(TASKS TO PERFORM):
- A) How would you render this sentence from the cloud project plan in Spanish: "For a bank, the answer is always Security, Scalability, and Auditability."
- B) Can you carry the cloud project plan forward from its final sentence, extending the description of "Project Apex"?

*** PAGE EXCERPT

Project Implementation Steps

Network Setup: Use Terraform to create a multi-AZ VPC with private and public subnets.
Security Hardening: Provision an EC2 instance, log in via SSH, and harden the Linux OS (disable root login, setup fail2ban, optimize networking stack).
Infrastructure: Deploy an AWS EKS cluster using Terraform modules.
Monitoring: Install Prometheus and Grafana using Helm. Create a dashboard that visualizes CPU/Memory and custom application metrics.
The "Fix": Simulate a failure (e.g., shut down a subnet) and document how you would use your tools to find and fix it.

Expert Tip: In an interview, don't just talk about the tools. Talk about why you chose them. For a bank, the answer is always Security, Scalability, and Auditability.

Project Persona: Senior Cloud Platform Engineer (ECS Stack)

The Architecture: "Project Apex"

You are building a high-availability Payment Processing API. This isn't just a single container; it’s a distributed system with a focus on Security, Observability, and Network Isolation.

******
*** PROVIDED INFORMATION

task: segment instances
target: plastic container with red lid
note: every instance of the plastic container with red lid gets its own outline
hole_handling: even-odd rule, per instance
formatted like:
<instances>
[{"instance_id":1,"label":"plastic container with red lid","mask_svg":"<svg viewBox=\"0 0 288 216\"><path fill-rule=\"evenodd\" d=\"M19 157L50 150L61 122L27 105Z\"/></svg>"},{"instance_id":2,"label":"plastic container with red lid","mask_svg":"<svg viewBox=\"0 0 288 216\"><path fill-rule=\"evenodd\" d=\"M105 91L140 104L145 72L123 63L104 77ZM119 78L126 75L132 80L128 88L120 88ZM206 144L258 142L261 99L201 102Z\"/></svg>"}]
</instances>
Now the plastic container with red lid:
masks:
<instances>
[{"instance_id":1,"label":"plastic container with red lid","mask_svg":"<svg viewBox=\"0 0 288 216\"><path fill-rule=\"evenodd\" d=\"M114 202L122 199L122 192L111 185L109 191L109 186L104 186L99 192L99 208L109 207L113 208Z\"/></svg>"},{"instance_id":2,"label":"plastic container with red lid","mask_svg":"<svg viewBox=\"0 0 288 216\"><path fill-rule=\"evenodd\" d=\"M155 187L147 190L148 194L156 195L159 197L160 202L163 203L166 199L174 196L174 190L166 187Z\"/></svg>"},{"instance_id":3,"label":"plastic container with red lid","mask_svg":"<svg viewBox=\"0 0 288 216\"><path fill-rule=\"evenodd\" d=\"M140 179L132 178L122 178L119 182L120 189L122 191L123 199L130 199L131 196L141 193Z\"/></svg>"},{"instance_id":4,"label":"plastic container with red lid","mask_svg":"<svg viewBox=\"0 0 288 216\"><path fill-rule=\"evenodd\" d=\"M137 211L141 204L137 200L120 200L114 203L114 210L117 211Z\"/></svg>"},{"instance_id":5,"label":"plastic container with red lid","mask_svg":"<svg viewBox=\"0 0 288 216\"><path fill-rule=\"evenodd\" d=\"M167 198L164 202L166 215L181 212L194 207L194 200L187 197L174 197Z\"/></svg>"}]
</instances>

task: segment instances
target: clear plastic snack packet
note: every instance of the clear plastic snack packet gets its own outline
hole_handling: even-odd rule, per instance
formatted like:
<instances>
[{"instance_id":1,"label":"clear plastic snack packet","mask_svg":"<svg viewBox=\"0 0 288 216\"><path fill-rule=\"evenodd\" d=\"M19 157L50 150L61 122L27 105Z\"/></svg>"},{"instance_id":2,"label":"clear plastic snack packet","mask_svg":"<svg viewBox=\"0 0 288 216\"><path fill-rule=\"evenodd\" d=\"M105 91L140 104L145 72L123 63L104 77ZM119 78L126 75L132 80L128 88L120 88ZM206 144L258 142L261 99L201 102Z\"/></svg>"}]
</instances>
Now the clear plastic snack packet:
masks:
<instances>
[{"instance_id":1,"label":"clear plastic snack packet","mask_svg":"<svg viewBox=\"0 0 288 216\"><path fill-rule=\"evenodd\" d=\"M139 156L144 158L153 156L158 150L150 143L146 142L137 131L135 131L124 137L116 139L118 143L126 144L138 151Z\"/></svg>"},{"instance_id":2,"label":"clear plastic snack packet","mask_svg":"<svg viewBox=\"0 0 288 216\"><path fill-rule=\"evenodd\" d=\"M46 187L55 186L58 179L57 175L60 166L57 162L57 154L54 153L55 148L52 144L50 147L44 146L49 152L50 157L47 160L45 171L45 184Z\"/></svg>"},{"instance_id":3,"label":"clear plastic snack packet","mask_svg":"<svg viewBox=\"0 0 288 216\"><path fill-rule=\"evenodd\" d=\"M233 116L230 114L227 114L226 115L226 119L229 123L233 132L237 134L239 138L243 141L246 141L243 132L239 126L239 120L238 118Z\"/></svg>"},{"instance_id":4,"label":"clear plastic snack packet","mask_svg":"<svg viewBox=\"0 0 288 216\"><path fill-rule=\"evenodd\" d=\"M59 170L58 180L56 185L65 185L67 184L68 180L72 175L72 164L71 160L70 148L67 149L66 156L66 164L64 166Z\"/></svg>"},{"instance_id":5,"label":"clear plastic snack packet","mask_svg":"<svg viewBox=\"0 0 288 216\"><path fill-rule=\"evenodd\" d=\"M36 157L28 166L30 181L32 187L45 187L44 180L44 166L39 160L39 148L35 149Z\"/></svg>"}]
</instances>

******

(ANSWER SET):
- A) Para un banco, la respuesta siempre es Seguridad, Escalabilidad y Auditabilidad.

- B)
The Technical Stack

Orchestration: AWS ECS (using EC2 Launch Type for deep OS control).
Infrastructure: Terraform (Modularized for Multi-environment).
OS: Amazon Linux 2 (Heavily hardened).
Networking: VPC with Private Subnets, NAT Gateways, and Application Load Balancers (ALB).
Observability: Prometheus & Grafana (running as ECS Services).

Step-by-Step Implementation Plan

Phase 1: The Network Backbone (Terraform & Networking)

In a bank, you never put a database or an application server in a public subnet.

VPC Design: Use Terraform to create a VPC with 6 subnets (2 Public for ALBs, 2 Private for ECS Tasks, 2 Isolated for RDS).
Connectivity: Set up VPC Endpoints (Interface Endpoints) for ECS, ECR, and S3. This ensures your traffic stays within the AWS network and never touches the public internet—a major banking requirement.
Security Groups: Define strict "Chain of Trust" rules. Example: The Database SG only allows traffic from the ECS Task SG on port 5432.

Phase 2: The "Hardened" Host (Linux & Security)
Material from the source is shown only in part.